**TASK INSTRUCTIONS:** Word for word, return every record that follows.

**DATA IN THIS EXERCISE:**
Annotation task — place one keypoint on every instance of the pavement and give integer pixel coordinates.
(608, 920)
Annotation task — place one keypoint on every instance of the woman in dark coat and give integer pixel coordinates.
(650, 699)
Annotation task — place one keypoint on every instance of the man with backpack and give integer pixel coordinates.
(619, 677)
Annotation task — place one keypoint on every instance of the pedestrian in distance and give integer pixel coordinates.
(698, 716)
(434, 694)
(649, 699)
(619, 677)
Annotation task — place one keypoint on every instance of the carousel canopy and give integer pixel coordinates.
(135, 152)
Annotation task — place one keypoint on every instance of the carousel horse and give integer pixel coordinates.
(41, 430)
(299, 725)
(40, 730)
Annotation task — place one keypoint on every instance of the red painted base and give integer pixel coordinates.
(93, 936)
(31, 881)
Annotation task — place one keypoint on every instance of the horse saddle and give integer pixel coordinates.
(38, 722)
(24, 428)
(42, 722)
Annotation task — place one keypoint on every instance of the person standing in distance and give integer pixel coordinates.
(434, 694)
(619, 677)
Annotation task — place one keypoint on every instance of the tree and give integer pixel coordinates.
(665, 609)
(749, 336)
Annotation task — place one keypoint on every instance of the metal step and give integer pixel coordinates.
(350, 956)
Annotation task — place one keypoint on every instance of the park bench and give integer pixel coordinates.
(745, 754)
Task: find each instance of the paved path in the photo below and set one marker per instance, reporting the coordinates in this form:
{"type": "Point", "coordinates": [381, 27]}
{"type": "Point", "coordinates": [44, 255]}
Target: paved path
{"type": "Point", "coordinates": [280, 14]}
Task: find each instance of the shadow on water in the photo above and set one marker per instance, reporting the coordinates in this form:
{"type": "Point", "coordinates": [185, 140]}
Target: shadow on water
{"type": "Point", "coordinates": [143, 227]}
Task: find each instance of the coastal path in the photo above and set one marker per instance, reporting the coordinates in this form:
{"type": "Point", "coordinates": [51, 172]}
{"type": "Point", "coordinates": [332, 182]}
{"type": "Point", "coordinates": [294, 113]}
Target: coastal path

**TASK ANSWER:**
Annotation task — place one keypoint on every instance of the pavement and give integer pixel coordinates.
(608, 920)
Annotation task — place one keypoint on every instance of the woman in dark coat and give integer pixel coordinates.
(650, 699)
Annotation task — place one keypoint on every instance of the man with backpack and give integer pixel coordinates.
(619, 677)
Annotation task — place one keypoint on every instance of the pedestrian in distance and give integer pixel coordinates.
(698, 716)
(434, 694)
(649, 699)
(619, 677)
Annotation task — place one keypoint on every instance of the carousel canopy and give integer pixel coordinates.
(135, 152)
Annotation task — place one keypoint on every instance of the carousel horse and give integer pixel coordinates.
(41, 430)
(299, 725)
(40, 730)
Annotation task — place one keypoint on every instance of the red painted base and give integer pixel coordinates.
(93, 936)
(31, 881)
Annotation task — place one keypoint on every instance of the horse saddle and give integer pixel coordinates.
(38, 722)
(24, 428)
(42, 722)
Annotation task — place one keypoint on every instance of the person standing in distance and give integer pixel coordinates.
(434, 694)
(619, 677)
Annotation task — place one keypoint on every instance of the tree and give integer pixel coordinates.
(665, 609)
(749, 336)
Annotation task — place one keypoint on every instance of the metal step and give integer pixel coordinates.
(350, 956)
Annotation task — place one keypoint on every instance of the park bench and give integer pixel coordinates.
(745, 754)
Task: find each instance of the paved path in the photo below and set one marker per instance, reporting the coordinates in this form:
{"type": "Point", "coordinates": [381, 27]}
{"type": "Point", "coordinates": [44, 255]}
Target: paved path
{"type": "Point", "coordinates": [280, 14]}
Task: find each instance of the shadow on water in the photo above and set one marker per instance, reporting the coordinates in this form:
{"type": "Point", "coordinates": [185, 140]}
Target: shadow on water
{"type": "Point", "coordinates": [143, 227]}
Task: find each instance of the coastal path in the photo above and set one marker per instance, reporting the coordinates in this form:
{"type": "Point", "coordinates": [51, 172]}
{"type": "Point", "coordinates": [332, 182]}
{"type": "Point", "coordinates": [294, 113]}
Target: coastal path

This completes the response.